STATED PROBLEM | Extract, verbatim, all lines starting at the one containing "target | red suitcase" and ending with the final line of the listing, and no others.

INPUT ROWS |
— begin —

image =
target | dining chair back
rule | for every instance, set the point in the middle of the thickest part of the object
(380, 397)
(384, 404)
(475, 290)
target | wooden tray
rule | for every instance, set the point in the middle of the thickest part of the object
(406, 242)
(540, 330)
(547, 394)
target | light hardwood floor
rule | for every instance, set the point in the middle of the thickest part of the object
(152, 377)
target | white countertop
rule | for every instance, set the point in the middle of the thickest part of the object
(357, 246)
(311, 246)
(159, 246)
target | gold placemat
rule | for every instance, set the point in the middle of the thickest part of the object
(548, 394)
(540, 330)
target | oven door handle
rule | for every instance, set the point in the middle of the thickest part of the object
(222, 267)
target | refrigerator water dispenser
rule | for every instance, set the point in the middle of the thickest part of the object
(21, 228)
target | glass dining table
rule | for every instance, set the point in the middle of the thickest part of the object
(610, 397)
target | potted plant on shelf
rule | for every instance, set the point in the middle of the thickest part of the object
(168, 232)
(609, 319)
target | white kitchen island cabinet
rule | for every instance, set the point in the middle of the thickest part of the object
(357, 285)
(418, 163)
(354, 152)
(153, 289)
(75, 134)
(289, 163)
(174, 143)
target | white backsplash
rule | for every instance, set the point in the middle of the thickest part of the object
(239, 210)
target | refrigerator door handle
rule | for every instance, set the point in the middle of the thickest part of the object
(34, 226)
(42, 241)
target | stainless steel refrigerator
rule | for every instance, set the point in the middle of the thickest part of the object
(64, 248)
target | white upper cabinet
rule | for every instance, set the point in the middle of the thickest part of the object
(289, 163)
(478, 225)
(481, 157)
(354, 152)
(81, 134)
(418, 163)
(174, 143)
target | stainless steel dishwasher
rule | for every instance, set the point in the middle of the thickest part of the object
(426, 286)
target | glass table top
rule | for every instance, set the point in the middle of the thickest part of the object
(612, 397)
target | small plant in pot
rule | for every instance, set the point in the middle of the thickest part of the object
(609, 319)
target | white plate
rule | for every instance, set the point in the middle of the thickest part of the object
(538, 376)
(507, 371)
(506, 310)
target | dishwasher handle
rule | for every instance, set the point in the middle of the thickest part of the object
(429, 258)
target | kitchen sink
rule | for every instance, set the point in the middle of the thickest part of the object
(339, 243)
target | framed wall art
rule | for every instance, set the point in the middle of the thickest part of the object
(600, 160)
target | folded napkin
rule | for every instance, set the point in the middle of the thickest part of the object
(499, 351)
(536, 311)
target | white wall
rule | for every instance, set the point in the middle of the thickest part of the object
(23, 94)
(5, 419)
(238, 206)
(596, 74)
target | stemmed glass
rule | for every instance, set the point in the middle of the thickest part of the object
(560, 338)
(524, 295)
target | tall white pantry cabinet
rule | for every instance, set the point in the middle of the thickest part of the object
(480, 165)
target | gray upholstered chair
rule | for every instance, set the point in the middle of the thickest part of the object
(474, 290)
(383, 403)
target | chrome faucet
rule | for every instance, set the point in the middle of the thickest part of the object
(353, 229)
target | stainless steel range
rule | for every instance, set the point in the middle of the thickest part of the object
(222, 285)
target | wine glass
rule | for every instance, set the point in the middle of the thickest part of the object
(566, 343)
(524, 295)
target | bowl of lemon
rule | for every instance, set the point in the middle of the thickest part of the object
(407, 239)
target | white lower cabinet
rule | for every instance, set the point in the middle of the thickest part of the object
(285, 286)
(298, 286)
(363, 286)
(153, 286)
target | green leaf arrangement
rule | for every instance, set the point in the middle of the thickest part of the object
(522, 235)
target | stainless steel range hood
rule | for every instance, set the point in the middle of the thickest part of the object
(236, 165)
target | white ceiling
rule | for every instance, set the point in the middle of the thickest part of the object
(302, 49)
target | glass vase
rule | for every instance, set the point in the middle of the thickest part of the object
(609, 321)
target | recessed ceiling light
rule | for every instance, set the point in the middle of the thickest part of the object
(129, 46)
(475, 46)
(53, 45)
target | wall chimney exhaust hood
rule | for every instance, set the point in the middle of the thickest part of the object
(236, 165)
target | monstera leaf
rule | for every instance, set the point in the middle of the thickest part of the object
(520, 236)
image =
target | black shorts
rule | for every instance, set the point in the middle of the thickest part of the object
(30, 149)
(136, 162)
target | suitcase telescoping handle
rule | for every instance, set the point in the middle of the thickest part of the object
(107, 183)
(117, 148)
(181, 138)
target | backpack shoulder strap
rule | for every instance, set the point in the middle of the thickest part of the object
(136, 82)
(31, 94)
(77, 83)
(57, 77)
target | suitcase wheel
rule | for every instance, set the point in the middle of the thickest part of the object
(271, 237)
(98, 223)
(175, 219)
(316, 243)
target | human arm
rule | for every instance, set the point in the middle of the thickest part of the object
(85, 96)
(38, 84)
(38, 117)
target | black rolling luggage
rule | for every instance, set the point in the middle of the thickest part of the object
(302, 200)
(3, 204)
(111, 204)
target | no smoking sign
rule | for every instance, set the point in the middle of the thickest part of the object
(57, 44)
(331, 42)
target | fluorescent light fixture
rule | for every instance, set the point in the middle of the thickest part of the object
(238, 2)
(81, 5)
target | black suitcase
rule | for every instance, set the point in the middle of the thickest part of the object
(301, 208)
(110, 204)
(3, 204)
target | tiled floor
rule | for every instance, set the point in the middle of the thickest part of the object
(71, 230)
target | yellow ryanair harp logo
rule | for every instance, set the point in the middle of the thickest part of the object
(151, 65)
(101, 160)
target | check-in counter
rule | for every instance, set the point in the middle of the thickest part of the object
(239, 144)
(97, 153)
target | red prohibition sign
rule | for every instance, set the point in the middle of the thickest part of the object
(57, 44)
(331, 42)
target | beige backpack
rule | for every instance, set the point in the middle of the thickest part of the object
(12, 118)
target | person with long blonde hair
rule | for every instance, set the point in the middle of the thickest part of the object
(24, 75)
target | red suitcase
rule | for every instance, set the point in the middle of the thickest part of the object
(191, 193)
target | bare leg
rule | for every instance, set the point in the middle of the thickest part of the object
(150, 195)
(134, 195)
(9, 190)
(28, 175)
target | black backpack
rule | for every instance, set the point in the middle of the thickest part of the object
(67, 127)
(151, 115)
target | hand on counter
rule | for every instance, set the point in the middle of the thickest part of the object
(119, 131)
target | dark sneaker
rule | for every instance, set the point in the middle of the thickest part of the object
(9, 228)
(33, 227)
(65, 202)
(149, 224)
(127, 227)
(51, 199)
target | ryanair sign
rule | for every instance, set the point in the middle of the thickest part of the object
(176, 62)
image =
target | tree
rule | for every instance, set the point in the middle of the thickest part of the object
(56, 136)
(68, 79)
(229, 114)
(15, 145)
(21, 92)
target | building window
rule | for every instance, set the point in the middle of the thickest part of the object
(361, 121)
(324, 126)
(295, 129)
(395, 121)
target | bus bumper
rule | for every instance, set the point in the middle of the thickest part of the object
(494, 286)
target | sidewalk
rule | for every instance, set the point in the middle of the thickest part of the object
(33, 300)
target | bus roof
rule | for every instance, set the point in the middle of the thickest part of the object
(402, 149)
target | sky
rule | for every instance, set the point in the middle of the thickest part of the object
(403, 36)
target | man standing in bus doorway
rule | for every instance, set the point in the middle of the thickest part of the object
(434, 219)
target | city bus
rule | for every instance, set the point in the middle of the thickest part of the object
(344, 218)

— end —

EXERCISE RESULT |
target | red suitcase
rule | for every instance, set the point in the middle of the thickest part of the object
(191, 193)
target | bare leg
rule | for every instance, set the point in the middle of the thickest part of the object
(150, 195)
(134, 195)
(9, 190)
(28, 175)
target | black backpack
rule | for every instance, set the point in the middle of the thickest part of the object
(67, 127)
(151, 115)
target | hand on counter
rule | for every instance, set the point in the middle of the thickest part of the object
(119, 131)
target | dark sneaker
rule | for every instance, set the point in the middle of the thickest part of the object
(9, 228)
(33, 227)
(65, 202)
(149, 224)
(127, 227)
(51, 199)
target | ryanair sign
rule | for every instance, set the point in the middle of the thickest part of the object
(176, 62)
image =
target | tree
rule | for every instance, set the point in the middle of the thickest part of the object
(56, 136)
(68, 79)
(229, 114)
(15, 145)
(21, 92)
target | building window
rule | for every instance, set the point in the middle of the thickest part of the object
(361, 121)
(324, 126)
(295, 129)
(395, 121)
target | bus bumper
rule | for every instance, set the point in the middle of the thickest part of the object
(494, 286)
target | sidewalk
rule | for every instance, set the point in the middle of the thickest part of the object
(33, 300)
target | bus roof
rule | for every instance, set the point in the middle of the thickest part of the object
(402, 149)
target | sky
rule | for every instance, set the point in the middle of the thickest part of the object
(403, 36)
target | man standing in bus doorway
rule | for every instance, set the point in the middle of the thickest part of the object
(434, 219)
target | city bus
rule | for every instance, set the point in the middle of the thickest part of the object
(344, 218)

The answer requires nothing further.